(What you will do): Wherever a line in the records below contains "leaf", copy that line.

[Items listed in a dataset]
Content starts

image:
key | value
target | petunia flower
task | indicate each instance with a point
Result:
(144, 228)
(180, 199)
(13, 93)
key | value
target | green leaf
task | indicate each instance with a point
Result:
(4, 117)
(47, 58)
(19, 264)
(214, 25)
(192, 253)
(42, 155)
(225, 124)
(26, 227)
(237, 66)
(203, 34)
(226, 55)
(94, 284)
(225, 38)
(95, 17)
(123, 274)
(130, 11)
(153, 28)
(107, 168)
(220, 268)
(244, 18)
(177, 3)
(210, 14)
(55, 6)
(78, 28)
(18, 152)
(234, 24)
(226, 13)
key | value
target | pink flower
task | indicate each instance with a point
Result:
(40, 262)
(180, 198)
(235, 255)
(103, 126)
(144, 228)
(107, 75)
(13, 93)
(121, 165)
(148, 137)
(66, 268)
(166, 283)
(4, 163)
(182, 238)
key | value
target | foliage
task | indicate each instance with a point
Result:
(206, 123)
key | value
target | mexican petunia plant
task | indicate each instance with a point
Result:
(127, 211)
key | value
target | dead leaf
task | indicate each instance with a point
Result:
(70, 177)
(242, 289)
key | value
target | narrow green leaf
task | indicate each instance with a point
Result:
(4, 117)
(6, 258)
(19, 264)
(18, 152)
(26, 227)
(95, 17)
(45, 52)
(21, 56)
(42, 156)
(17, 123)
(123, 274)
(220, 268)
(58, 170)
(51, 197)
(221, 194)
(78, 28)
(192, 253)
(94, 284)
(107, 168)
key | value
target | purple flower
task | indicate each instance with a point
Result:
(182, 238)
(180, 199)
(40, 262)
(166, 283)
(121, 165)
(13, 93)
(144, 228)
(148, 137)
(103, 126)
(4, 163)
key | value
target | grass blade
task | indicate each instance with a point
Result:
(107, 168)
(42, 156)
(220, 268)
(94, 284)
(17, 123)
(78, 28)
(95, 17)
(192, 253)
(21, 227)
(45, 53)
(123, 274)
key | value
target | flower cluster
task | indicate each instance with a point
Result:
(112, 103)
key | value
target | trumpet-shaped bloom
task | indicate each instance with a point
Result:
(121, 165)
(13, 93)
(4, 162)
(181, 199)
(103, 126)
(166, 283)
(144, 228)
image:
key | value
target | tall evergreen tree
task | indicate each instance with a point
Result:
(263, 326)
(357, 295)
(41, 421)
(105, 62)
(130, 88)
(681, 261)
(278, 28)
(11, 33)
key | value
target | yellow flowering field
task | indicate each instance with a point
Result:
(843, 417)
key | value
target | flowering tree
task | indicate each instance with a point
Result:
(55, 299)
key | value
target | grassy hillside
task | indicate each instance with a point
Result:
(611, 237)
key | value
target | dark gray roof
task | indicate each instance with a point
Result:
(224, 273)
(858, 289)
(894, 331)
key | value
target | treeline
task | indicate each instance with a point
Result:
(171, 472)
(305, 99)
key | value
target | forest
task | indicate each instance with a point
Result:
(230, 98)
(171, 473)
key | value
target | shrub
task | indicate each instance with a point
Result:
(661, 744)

Content ends

(Solution to this task):
target | green leaf
target | dead leaf
target | narrow green leaf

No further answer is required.